▸ **HOW TO COMPLETE THIS TASK**: Reproduce the lines below exactly, starting at the one containing "Target: shop front" and stopping at the final line.

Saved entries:
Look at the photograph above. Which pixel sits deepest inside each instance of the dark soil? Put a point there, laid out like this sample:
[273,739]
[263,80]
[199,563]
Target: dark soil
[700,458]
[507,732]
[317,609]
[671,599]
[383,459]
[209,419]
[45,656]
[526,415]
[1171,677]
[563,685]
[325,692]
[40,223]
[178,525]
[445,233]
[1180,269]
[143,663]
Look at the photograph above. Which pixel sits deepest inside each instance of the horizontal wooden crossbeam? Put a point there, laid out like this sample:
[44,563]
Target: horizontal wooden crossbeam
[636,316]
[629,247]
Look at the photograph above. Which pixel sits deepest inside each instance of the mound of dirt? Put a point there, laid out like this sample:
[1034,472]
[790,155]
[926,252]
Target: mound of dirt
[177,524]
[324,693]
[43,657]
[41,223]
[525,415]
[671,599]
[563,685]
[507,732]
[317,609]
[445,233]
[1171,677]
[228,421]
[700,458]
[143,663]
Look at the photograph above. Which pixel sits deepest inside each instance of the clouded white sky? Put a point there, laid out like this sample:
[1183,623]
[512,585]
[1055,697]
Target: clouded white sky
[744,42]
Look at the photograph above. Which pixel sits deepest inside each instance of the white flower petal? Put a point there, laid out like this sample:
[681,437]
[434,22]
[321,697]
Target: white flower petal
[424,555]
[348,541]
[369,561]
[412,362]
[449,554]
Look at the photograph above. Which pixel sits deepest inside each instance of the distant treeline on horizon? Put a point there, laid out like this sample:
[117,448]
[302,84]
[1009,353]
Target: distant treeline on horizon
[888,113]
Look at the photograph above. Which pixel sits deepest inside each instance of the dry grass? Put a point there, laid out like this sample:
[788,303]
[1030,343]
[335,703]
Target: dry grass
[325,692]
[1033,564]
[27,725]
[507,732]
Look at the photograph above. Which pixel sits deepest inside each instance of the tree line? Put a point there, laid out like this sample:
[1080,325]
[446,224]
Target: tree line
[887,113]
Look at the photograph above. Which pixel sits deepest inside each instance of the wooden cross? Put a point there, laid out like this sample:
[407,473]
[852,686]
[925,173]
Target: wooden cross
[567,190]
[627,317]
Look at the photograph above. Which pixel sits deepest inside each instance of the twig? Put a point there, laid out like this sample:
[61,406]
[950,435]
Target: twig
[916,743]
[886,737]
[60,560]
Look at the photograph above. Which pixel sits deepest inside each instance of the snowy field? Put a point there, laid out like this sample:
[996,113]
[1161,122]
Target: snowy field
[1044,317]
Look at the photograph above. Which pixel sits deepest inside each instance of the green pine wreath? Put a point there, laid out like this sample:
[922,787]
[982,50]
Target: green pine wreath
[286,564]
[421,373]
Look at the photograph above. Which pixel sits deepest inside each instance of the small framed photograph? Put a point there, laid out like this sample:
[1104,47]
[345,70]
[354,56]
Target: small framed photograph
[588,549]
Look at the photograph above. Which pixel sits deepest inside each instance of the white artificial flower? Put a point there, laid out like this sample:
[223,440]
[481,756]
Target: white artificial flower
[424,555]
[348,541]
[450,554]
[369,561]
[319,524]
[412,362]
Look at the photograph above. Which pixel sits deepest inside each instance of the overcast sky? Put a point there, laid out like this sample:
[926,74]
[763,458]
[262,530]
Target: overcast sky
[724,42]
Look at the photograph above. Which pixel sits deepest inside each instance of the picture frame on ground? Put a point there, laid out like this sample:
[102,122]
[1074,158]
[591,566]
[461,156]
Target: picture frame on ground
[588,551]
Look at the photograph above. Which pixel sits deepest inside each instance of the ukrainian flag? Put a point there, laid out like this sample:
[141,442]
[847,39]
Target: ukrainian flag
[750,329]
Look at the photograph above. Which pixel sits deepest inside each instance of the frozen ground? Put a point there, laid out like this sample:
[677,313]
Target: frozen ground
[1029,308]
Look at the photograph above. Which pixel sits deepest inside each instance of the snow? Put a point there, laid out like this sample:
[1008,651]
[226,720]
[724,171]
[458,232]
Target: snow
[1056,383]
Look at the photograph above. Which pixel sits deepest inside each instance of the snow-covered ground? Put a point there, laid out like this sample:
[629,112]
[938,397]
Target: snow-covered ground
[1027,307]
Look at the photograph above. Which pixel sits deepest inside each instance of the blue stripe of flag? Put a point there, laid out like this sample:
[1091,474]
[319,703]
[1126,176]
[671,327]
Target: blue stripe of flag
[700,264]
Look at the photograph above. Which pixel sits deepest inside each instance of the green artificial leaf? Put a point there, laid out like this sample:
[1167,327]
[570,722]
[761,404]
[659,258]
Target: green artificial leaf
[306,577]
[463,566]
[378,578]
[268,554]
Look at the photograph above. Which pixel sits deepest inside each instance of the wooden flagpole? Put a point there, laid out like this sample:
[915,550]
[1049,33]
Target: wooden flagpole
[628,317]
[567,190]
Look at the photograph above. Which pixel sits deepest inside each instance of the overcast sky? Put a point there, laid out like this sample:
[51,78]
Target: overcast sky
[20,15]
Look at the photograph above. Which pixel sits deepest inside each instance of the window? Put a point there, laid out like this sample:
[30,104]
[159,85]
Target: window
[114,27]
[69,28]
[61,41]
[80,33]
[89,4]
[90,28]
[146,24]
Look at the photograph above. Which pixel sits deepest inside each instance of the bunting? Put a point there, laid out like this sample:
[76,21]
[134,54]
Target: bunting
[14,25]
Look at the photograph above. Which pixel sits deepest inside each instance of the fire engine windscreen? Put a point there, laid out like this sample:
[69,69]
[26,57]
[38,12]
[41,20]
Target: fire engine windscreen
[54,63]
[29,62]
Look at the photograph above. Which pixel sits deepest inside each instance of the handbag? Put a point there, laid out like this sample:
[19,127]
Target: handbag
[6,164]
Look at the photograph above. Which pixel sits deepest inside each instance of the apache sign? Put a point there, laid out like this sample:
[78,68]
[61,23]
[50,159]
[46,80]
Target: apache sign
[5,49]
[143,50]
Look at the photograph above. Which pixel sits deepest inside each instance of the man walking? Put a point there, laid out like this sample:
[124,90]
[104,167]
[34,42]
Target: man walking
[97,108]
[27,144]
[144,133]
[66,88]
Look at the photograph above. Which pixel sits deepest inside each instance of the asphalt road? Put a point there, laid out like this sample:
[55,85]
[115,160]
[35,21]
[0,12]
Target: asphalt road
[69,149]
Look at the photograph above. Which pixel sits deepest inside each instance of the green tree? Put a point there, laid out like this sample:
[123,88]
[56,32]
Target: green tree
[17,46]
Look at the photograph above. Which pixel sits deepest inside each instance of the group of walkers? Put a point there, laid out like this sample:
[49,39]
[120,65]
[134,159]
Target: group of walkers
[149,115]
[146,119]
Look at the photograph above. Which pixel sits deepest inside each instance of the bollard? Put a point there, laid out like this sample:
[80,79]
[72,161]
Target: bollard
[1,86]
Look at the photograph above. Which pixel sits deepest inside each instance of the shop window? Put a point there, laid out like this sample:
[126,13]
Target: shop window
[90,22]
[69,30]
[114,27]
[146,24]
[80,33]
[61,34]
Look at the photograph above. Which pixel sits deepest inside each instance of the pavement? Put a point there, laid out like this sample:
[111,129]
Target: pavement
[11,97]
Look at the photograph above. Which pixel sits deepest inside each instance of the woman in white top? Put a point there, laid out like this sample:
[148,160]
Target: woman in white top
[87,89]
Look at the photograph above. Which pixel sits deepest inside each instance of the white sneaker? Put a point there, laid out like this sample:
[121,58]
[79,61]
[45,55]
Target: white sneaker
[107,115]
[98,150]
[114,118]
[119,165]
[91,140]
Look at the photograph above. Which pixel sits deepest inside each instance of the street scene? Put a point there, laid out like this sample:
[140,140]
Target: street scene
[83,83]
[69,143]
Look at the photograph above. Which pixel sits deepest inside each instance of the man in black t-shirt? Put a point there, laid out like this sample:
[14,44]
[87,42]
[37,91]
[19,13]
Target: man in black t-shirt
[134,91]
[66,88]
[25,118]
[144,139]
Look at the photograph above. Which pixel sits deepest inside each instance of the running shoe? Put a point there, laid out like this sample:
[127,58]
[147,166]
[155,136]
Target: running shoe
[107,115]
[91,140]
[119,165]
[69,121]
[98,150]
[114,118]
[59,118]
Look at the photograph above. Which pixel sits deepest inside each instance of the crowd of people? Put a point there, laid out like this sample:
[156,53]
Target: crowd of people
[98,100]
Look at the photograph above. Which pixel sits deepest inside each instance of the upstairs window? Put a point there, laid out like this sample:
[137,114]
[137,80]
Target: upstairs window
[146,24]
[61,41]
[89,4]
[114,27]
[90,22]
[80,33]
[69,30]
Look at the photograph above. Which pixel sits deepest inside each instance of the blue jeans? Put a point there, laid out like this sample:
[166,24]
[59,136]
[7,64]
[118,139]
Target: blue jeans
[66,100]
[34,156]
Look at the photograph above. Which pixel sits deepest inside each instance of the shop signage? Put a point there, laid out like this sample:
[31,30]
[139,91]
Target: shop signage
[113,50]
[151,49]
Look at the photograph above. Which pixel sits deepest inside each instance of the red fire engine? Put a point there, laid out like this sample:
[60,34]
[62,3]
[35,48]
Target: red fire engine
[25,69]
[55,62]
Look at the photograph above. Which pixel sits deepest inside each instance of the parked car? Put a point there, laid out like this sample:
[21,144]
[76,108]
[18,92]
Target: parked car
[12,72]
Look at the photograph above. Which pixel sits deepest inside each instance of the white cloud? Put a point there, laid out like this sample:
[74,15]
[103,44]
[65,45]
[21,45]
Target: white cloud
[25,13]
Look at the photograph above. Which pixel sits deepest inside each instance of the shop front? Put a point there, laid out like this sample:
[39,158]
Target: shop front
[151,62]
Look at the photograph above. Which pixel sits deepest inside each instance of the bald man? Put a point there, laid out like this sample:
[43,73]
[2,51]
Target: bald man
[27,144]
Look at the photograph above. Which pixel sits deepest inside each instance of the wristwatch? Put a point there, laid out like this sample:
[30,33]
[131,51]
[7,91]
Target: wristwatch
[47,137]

▸ **OUTPUT FOR THIS EXERCISE**:
Target: shop front
[151,62]
Look at the photograph above. Which pixel sits deepest inside each instance of the bald man? Put a point there, laid out like this sample:
[43,73]
[2,51]
Target: bald man
[27,144]
Look at the photograph above. Which pixel sits deepest inside each instance of the wristwatch? Put a point there, laid out like this sample:
[30,33]
[131,51]
[7,91]
Target: wristwatch
[47,137]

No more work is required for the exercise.